5.1 Interruption of a Debate Round

5.2 Judge Evidence Reading

5.3 Judge Disclosure and Critique

5.4 Debater-Judge Colloquy

5.5 Speaker Points
6. Argument Limits 10
6.1 Core Files

6.2 Affirmative Case Previewing

6.3 Article & Evidence Anthology

6.4 Argument Limits

1.1 Coach Involvement in Policymaking
Coaches are empowered to alter, delete, or add policies with the advice and consent of the Chicago Debate Commission staff in order to best achieve the academic objectives of the program overall. Prior to the start of each season, League Guidelines and Policies are formally reviewed by the coaches and changes are proposed, discussed, and decided upon. Changes can be proposed once the season has begun, though past practice has established a presumption against changing the rules in the middle of the year. Generally, but not always, a simple majority of the coaches is sufficient to change the Guidelines and Policies set forth herein. A supermajority may be required for policies that would have a fundamental impact on the practice or objectives of most or all of the constituent debate programs, at the discretion of CPS.

1.2 Executive Council of Coaches


The Executive Council of Coaches is made up of two Coaches per Conference (“A,” “AA,” and “AAA”). Terms on the Executive Council are two years. The Executive Council will have 3-4 meetings during the year of about 90 minutes in duration. Up to two of these meetings can be held by phone conference. A majority of attendees will be considered a quorum.
The Executive Council of Coaches is charged with discussing and deliberating about League Guidelines and Policies. All concerns, objections, endorsements, and ideas that Coaches wish to put in front of the CMSDL about League Guidelines and Policies should be brought up first by the appropriate representative. The Council is empowered to make recommendations to the coaches community, though it is this full body that is empowered to determine League Guidelines and Policies, within the parameters outlined in 1.1 above.
1.3 Foundational Objective: Participation
The Chicago Debate League was founded on the belief that participation in a competitive and curricular policy debate league is inherently educational. The founding vision of the CMSDL also posits that most of the educational and social activist benefits of debating can be achieved within the boundaries of a local circuit. Its most basic objective has always been to involve as many Chicago Public School students in structured and rigorous debate activities as possible. Certain policies have been established to lower the barrier to participation for beginning debaters and coaches: argument limitations are one example. In allocating its resources, the CMSDL has favored equality and high levels of participation over concentrating resources in the most advanced debate teams.

□ □ □ □ □

» To do:
• 1. In the debate league guidelines, how long is a term on the Executive Council of Coaches?
• 2. Rewrite the lines of the records as a numbered list, skipping blank lines. Leave the pictures out.
The debate league guidelines and the records that come after them are unrelated material.

□ □ □ □ □

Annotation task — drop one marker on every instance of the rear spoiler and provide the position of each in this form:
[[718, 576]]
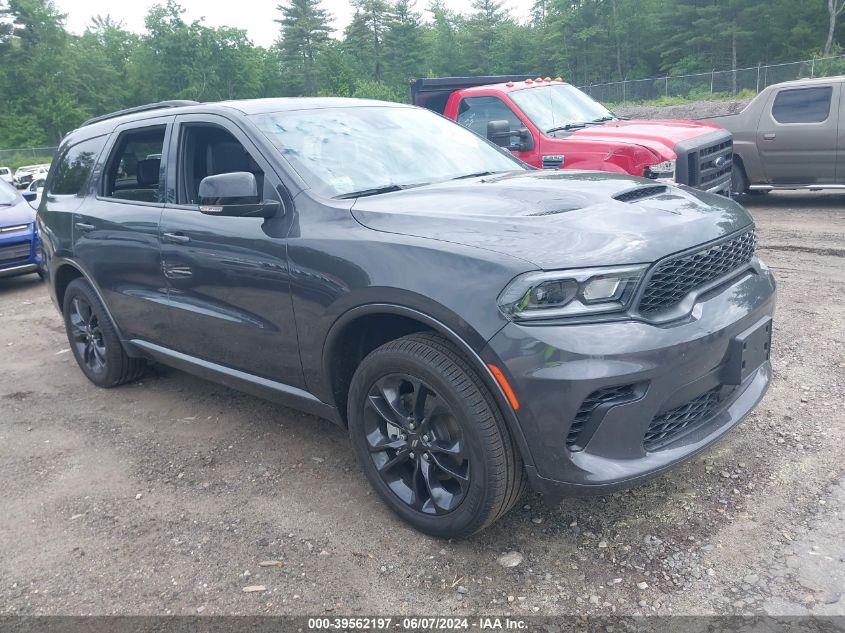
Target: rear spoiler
[[433, 92]]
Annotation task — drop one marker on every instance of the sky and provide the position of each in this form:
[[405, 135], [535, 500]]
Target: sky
[[255, 16]]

□ □ □ □ □

» Solution list:
• 1. Terms on the Executive Council are two years.

• 2.
1. Annotation task — drop one marker on every instance of the rear spoiler and provide the position of each in this form:
2. [[718, 576]]
3. Target: rear spoiler
4. [[433, 92]]
5. Annotation task — drop one marker on every instance of the sky and provide the position of each in this form:
6. [[405, 135], [535, 500]]
7. Target: sky
8. [[255, 16]]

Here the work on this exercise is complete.